▶ _Source information_
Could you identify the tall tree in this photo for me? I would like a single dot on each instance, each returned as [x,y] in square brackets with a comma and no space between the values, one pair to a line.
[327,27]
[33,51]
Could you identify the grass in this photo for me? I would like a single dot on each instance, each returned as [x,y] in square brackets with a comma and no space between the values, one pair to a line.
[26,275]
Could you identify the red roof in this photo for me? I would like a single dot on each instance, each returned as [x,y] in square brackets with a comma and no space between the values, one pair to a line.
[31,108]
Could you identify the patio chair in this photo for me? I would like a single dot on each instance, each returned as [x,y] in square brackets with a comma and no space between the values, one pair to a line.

* * *

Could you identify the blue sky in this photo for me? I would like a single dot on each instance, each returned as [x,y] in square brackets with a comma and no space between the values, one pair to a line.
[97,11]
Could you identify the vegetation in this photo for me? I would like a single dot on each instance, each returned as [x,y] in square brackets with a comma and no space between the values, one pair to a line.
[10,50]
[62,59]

▶ _Your goal_
Would you print exactly, and only, the lines of the data above from the line with "Could you identify the red" through the line with "Could you identify the patio", inclusive?

▶ _Result of this exercise_
Could you identify the red roof in this photo for me? I would like a single dot on each instance, each returned as [x,y] in square brackets with a comma and no space between the values, one pair to a line.
[31,108]
Could you identify the patio chair in this photo for me? I would like a single dot on each instance, each returned as [x,y] in square brackets with a comma and no space between the values, one pair to a line.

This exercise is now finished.